YOUR INSTRUCTIONS -> Scan each line of the records for the word "rooftop" and extract the ones that have it.

(Data items)
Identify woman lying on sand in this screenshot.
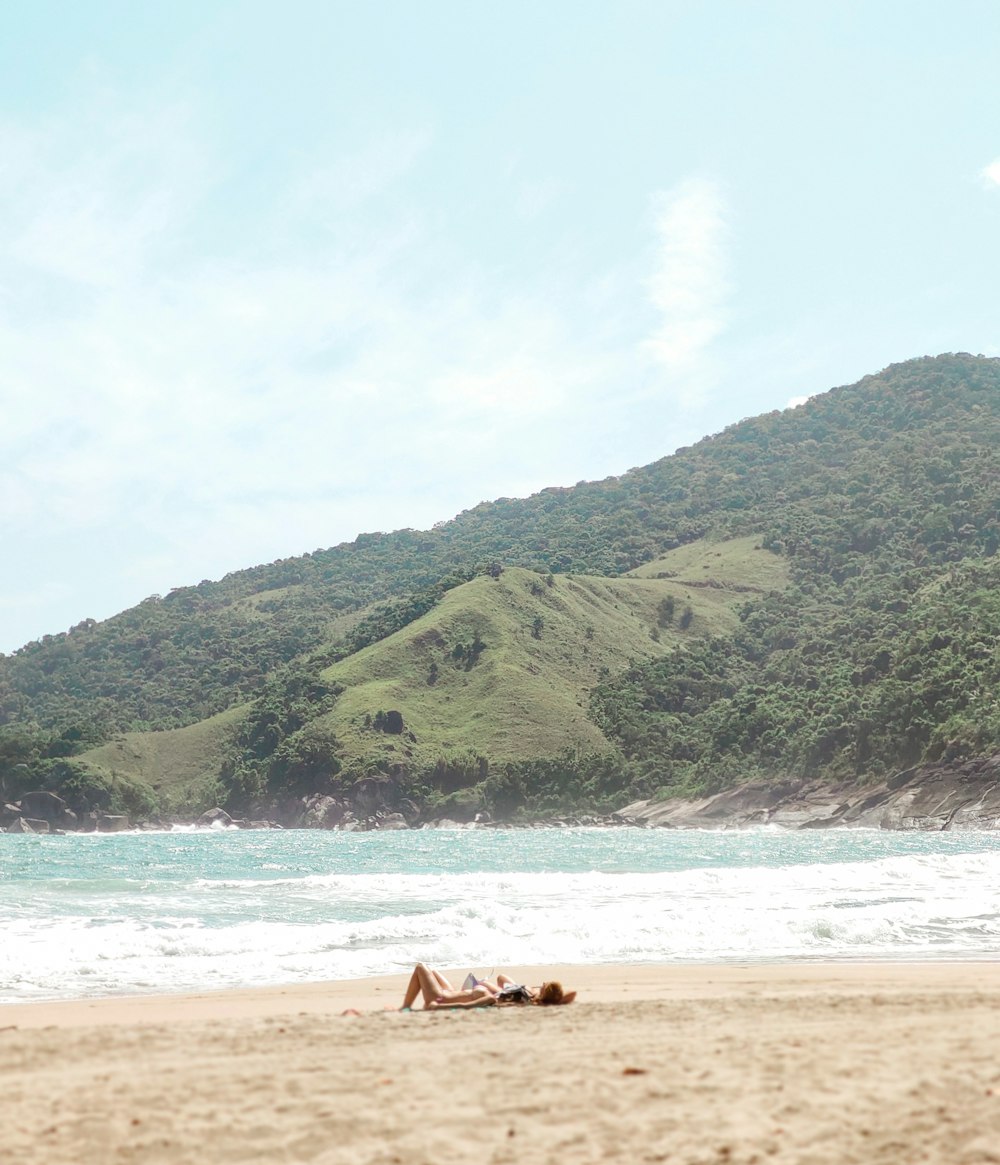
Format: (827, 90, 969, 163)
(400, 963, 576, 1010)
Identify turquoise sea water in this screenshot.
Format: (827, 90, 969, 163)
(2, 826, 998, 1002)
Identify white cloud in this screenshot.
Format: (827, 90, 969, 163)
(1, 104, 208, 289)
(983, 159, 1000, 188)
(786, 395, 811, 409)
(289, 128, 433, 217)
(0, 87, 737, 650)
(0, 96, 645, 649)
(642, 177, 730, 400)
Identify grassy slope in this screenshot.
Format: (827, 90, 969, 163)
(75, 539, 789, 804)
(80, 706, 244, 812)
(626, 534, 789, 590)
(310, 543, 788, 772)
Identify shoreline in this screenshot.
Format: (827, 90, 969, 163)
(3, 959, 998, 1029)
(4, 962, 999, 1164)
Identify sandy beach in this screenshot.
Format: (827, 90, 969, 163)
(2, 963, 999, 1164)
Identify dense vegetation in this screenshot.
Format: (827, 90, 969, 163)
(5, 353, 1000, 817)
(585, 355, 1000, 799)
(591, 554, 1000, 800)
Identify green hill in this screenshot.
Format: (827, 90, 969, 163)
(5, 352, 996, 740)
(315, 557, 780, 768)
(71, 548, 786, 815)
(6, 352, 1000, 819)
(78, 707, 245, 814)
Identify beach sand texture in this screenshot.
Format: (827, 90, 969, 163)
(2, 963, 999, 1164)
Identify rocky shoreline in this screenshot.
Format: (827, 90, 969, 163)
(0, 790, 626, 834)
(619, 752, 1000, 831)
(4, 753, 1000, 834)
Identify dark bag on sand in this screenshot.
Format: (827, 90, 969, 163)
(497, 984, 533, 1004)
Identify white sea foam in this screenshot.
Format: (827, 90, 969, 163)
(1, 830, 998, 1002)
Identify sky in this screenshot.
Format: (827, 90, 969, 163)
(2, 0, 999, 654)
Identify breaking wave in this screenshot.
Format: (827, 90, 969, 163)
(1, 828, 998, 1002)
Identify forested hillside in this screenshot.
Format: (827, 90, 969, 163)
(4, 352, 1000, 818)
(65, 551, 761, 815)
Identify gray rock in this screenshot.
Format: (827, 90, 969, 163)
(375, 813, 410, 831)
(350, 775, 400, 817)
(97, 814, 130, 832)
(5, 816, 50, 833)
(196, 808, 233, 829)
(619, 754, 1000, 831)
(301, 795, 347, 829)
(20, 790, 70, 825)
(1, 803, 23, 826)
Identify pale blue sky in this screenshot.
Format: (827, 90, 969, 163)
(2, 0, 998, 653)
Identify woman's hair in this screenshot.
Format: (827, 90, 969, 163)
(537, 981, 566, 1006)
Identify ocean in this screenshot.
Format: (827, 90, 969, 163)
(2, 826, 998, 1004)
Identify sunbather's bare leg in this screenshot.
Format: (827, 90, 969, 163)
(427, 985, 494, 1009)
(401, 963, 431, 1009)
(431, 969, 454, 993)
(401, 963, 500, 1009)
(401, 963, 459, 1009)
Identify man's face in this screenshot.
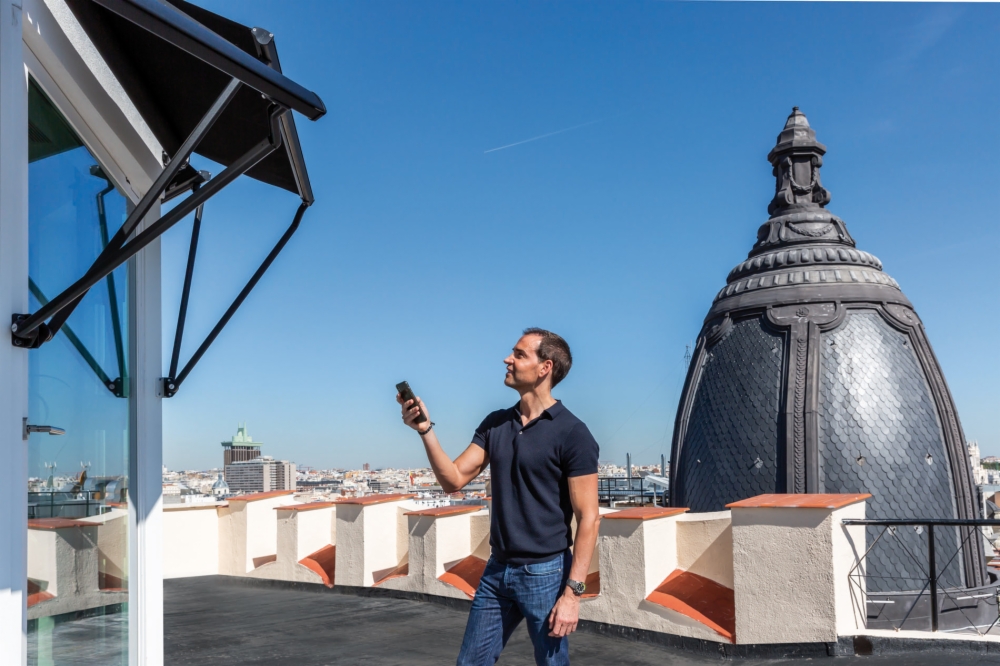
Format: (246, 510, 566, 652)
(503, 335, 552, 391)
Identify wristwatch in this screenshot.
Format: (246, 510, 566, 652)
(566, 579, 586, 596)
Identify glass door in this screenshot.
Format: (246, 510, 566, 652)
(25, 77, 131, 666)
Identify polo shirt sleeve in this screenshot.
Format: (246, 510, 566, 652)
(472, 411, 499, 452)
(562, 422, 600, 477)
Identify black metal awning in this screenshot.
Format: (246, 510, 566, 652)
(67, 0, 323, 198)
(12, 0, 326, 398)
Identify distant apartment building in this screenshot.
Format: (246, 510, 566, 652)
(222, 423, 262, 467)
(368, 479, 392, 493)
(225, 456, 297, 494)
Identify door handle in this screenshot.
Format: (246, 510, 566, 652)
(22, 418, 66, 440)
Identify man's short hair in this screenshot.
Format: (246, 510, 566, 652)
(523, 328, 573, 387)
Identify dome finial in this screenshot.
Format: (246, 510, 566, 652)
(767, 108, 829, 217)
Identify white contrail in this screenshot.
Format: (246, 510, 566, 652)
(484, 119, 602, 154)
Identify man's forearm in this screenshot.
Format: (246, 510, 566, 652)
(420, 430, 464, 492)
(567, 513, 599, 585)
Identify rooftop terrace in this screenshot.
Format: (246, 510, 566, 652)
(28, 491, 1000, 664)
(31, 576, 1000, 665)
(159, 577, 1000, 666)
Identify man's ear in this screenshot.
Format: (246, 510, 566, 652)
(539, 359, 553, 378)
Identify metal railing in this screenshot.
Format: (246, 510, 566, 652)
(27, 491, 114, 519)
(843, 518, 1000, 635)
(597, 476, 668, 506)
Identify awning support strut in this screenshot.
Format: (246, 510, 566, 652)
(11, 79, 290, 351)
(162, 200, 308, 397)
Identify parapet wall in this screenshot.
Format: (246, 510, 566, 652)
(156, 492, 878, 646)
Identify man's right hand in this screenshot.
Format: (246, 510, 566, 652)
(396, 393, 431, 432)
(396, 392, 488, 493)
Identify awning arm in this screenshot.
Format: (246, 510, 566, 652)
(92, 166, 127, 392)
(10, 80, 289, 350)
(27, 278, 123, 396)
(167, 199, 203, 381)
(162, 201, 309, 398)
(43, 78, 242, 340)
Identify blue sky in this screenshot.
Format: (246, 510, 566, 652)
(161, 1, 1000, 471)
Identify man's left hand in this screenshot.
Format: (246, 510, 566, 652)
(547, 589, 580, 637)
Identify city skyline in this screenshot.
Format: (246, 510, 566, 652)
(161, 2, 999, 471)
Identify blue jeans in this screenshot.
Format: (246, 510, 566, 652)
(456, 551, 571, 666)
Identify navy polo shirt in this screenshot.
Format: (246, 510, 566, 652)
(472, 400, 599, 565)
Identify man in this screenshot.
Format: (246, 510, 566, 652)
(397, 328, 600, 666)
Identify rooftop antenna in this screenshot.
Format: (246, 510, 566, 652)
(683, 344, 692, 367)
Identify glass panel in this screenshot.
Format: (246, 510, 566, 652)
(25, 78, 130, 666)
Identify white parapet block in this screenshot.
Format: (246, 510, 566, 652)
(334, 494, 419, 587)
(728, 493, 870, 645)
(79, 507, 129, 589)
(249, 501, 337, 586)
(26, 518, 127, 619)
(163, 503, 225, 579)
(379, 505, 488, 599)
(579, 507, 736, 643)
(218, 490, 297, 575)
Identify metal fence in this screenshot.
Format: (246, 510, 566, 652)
---
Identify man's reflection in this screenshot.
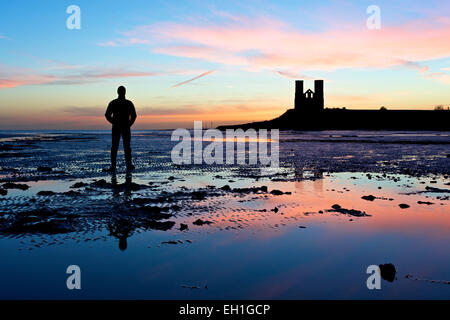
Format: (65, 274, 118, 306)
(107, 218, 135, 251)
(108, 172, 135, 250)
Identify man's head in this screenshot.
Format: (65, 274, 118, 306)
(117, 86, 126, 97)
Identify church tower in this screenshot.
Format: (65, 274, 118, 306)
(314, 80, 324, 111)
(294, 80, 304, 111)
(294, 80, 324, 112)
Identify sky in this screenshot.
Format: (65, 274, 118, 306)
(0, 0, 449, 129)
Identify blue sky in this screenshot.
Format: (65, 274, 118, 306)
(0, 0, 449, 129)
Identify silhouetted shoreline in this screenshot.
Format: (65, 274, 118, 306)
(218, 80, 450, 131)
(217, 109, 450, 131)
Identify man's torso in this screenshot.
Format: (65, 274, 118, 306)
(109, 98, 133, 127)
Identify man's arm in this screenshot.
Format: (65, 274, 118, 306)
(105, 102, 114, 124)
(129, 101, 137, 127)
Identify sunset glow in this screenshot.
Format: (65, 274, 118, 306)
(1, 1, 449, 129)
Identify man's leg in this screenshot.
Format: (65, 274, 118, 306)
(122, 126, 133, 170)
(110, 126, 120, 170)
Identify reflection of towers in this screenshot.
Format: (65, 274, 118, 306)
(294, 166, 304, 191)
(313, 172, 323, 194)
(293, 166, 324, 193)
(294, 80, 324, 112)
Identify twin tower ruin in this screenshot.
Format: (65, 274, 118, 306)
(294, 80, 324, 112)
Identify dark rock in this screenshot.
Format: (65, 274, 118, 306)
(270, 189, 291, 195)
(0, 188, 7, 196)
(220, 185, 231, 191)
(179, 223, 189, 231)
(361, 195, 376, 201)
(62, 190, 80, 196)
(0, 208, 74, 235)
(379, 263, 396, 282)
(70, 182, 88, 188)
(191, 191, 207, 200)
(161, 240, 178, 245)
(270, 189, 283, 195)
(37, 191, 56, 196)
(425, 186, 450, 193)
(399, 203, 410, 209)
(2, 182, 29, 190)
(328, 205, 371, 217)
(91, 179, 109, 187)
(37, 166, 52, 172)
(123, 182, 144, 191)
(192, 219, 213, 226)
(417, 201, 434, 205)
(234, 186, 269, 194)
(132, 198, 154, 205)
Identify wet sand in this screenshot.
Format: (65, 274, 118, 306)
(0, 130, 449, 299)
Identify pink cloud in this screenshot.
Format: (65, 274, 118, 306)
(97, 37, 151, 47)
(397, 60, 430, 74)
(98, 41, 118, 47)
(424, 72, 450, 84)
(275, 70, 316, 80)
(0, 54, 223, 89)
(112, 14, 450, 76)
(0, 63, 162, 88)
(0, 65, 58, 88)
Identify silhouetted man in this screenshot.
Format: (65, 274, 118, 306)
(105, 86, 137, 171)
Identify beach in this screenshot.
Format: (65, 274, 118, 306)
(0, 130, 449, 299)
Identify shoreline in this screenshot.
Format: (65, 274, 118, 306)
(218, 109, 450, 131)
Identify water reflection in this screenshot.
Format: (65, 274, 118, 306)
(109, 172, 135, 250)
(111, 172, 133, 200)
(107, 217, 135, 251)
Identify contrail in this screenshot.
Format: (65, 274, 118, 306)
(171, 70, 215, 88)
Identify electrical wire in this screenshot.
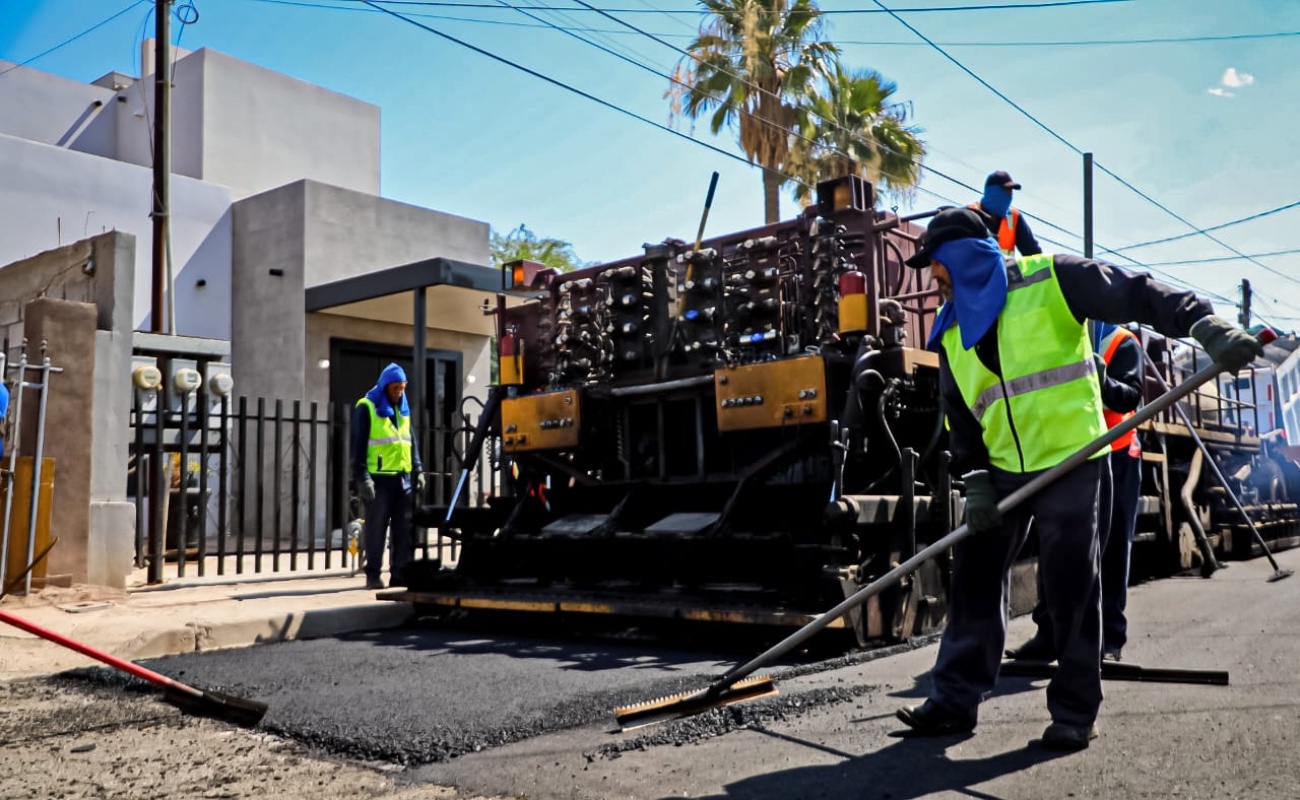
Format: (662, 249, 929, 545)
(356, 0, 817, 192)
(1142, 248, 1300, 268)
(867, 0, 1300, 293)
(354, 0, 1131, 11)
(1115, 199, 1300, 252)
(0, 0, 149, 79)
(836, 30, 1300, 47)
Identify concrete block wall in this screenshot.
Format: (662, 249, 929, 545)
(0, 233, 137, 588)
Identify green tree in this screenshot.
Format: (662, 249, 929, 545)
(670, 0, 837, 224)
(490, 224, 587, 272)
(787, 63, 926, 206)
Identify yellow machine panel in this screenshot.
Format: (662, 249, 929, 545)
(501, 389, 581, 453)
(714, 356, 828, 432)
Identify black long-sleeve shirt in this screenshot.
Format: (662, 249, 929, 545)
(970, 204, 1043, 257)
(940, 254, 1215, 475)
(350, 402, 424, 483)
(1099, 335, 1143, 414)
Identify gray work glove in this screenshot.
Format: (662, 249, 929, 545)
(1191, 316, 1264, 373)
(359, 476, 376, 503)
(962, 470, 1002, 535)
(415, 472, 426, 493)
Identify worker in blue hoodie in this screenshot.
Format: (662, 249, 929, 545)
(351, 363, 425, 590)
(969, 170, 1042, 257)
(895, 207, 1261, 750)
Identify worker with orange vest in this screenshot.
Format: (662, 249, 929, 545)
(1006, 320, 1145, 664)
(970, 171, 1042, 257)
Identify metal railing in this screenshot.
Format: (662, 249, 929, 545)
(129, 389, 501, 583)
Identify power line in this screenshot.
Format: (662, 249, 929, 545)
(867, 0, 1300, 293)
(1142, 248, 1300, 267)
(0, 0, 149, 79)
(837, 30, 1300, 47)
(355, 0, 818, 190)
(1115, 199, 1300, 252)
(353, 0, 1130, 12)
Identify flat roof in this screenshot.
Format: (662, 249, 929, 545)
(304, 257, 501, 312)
* * *
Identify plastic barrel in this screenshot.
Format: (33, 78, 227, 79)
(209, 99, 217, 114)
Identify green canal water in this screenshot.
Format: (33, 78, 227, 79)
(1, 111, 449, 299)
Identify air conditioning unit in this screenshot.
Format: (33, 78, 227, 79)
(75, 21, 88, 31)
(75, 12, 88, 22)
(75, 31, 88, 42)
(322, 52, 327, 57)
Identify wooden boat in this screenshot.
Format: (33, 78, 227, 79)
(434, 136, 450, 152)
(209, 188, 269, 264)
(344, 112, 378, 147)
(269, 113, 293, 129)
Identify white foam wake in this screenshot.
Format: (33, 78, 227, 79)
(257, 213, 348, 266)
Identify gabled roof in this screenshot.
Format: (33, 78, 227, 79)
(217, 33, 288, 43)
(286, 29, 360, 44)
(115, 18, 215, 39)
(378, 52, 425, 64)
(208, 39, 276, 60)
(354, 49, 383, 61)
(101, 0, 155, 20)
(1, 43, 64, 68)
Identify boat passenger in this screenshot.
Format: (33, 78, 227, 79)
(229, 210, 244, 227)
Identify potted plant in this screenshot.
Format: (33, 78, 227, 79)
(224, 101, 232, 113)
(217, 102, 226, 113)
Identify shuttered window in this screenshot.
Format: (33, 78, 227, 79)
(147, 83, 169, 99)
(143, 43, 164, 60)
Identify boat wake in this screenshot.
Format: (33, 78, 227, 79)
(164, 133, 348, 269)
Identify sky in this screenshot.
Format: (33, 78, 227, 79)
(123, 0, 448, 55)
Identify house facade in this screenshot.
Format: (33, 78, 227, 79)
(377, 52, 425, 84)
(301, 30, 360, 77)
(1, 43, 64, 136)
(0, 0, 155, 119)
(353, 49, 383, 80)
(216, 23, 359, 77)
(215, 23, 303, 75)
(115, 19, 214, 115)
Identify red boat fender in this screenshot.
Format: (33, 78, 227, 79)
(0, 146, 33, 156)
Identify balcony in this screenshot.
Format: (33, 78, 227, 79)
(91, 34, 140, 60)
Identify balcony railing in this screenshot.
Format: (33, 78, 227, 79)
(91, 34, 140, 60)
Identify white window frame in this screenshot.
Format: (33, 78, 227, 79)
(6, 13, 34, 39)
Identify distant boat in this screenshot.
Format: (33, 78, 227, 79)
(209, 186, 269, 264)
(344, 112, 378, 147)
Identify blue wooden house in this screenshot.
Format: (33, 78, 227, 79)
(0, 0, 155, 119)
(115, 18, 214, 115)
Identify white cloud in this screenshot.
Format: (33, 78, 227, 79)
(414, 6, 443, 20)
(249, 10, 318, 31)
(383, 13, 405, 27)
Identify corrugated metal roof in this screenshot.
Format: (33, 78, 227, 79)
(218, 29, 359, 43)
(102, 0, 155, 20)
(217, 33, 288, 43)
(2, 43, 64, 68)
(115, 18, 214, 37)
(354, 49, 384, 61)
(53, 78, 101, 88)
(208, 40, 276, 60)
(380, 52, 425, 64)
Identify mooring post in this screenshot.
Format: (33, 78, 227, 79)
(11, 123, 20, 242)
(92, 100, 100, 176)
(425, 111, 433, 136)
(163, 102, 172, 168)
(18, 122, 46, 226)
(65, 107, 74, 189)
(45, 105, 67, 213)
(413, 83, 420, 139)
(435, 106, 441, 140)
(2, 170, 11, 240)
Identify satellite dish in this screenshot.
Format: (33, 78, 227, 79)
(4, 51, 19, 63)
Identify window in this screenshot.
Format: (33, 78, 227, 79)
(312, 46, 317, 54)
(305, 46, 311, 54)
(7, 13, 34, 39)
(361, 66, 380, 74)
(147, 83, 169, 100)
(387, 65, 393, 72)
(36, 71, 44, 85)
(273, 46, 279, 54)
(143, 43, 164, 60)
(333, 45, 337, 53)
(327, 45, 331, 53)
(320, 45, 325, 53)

EXERCISE RESULT ->
Identify rooftop terrace in this screenshot.
Identify rooftop antenna in this screenshot.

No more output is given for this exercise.